Referring expression pointing data
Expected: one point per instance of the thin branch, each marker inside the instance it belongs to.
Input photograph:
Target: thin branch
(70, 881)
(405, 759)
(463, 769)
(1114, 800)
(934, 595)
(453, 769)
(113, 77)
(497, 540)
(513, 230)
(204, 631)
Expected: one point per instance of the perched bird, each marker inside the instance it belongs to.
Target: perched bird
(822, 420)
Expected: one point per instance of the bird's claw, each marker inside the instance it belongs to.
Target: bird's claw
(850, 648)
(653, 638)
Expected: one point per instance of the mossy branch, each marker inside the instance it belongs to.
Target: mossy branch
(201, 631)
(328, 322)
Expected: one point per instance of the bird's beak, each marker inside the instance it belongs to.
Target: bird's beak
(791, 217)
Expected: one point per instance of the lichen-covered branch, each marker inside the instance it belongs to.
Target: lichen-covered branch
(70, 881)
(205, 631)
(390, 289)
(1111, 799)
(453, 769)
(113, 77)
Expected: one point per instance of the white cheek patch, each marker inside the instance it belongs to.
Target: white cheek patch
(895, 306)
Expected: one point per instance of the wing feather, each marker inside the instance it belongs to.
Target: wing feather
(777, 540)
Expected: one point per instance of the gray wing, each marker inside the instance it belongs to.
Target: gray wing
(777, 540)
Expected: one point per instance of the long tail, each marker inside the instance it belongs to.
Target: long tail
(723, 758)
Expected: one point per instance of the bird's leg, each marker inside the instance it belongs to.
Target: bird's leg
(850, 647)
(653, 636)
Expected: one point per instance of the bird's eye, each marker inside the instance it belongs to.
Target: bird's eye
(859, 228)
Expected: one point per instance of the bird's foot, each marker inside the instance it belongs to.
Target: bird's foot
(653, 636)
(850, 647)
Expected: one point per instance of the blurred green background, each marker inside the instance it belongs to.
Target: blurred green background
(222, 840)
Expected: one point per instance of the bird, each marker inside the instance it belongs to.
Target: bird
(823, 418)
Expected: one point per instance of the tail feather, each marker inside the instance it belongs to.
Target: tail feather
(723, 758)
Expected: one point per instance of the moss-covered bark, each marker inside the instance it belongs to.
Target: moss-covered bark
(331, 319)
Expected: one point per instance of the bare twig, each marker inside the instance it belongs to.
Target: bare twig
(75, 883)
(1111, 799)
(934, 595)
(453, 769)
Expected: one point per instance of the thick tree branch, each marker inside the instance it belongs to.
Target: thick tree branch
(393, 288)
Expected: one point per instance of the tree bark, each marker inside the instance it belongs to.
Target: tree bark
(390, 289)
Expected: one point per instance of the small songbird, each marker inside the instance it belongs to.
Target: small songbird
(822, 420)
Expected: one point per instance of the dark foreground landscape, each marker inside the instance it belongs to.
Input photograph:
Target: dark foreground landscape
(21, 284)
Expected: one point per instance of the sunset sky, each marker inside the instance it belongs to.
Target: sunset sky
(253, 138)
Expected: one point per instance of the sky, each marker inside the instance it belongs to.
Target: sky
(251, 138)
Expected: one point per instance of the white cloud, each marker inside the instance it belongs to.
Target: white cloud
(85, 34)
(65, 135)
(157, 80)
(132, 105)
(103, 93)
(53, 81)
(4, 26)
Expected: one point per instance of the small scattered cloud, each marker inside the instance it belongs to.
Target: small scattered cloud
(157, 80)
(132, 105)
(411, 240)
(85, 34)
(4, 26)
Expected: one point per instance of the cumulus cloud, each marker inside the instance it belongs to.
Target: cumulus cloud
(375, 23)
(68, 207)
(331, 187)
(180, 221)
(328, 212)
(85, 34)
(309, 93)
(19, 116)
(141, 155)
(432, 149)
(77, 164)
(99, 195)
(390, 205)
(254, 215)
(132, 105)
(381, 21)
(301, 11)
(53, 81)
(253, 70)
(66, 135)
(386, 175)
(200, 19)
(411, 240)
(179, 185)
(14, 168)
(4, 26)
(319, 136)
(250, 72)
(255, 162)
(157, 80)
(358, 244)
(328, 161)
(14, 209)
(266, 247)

## [Exercise aim]
All of the entries should be written out again exactly.

## [Response]
Expected: one point per instance of the thin branch, each marker inside the instance it belongs to.
Input photograph:
Target: thin branch
(70, 881)
(405, 759)
(463, 769)
(1114, 800)
(934, 595)
(453, 769)
(113, 77)
(497, 540)
(513, 230)
(204, 631)
Expected: one point per instance of the perched bird, each marker inside the instance it belongs to.
Target: perched bird
(822, 420)
Expected: one point per instance of the bird's claw, each marker inside the instance it belongs to.
Target: bird's claw
(850, 648)
(653, 638)
Expected: one point per instance of the mossy branch, each marker inside the instance it belongs to.
Target: mossy branch
(201, 631)
(328, 322)
Expected: one point per instance of the bird's beak, each marker inside the instance it belongs to.
Target: bird's beak
(791, 217)
Expected: one point per instance of the lichen-covered branch, each marker inside the instance it belongs to.
Target: lichen-covered branch
(70, 881)
(205, 631)
(390, 289)
(1111, 799)
(453, 769)
(113, 77)
Expected: one point per instance of the white cheek patch, each marker inside the instance it belongs to.
Target: white cheek patch
(895, 306)
Expected: one point per instance of the wing feather, each marker inside the instance it belongs to.
Target: wing feather
(777, 540)
Expected: one point per instance of the gray wing, each marker inside the instance it belongs to.
Target: gray wing
(777, 540)
Expected: one point per instance of the long tail, each marker inside the instance it belongs to.
Target: long tail
(723, 758)
Expected: one point per instance of the bird's leg, each marker inside the instance it belongs to.
Target: bird's leg
(850, 647)
(653, 636)
Expected: one point per instance of the bird's eye, each marker inside the instance it belongs to.
Target: bird's eye
(859, 228)
Expected: one point per instance of the bird's foot, each marker inside the instance it belongs to.
Target: bird's foot
(653, 636)
(850, 647)
Expected: one point per instance of the blurred green background, each marker inside the instance it belongs to.
Target: blurred green background
(222, 840)
Expected: one point per instance of the bird, each marker inside the instance it belongs to.
Target: bird
(823, 418)
Expected: one point per instance of the tail feather, each marker inside the instance it belongs to.
Target: tail feather
(723, 758)
Expected: one point per instance of the moss-covered bark, each marker inside the instance it belongs to.
Target: moss-covered bark
(331, 319)
Expected: one point per instance of the bare twig, each marker inside the instance it belongs to.
Target: bare twig
(75, 883)
(1111, 799)
(934, 595)
(453, 769)
Expected: one point per instance of the thick tree branch, each marker inside the instance it belongs to.
Target: thick tree branch
(393, 288)
Expected: one point per instance of the tree bark, each marker inside the instance it belongs to.
Target: tree bark
(390, 289)
Expected: one point per instance of the small songbird, each marker inside the instance it belongs to.
Target: small songbird
(822, 420)
Expected: one point per instance of the dark foreground landscape, each marker inside the instance it belongs to.
Input photograph:
Target: dark foreground landscape
(21, 284)
Expected: one point per instance of the sunset sky, each marker inside the instance it belongs to.
Target: sunset sky
(253, 138)
Expected: one point per instance of the sky, each marker inside the instance it belongs to.
Target: sky
(251, 138)
Expected: one point per instance of the white cloud, each marker inside the instance it belongs to.
Target: white cloud
(85, 34)
(65, 135)
(157, 80)
(132, 105)
(103, 93)
(53, 81)
(4, 26)
Expected: one point per instance of the small scattered cloud, each marker inside the instance it belongs to.
Target: small scattered cloud
(157, 80)
(132, 105)
(411, 240)
(85, 34)
(4, 26)
Expected: one point per instance of the cumulus cloud, each marker inside the instance it belongs to.
Target: cumulus cloud
(375, 23)
(68, 207)
(331, 187)
(180, 221)
(328, 212)
(85, 34)
(309, 93)
(19, 116)
(141, 155)
(432, 149)
(77, 164)
(99, 195)
(390, 205)
(254, 215)
(132, 105)
(381, 21)
(301, 11)
(53, 81)
(253, 70)
(66, 135)
(386, 175)
(200, 19)
(411, 240)
(179, 185)
(14, 168)
(4, 26)
(319, 136)
(250, 72)
(255, 162)
(157, 80)
(358, 244)
(328, 161)
(14, 209)
(266, 247)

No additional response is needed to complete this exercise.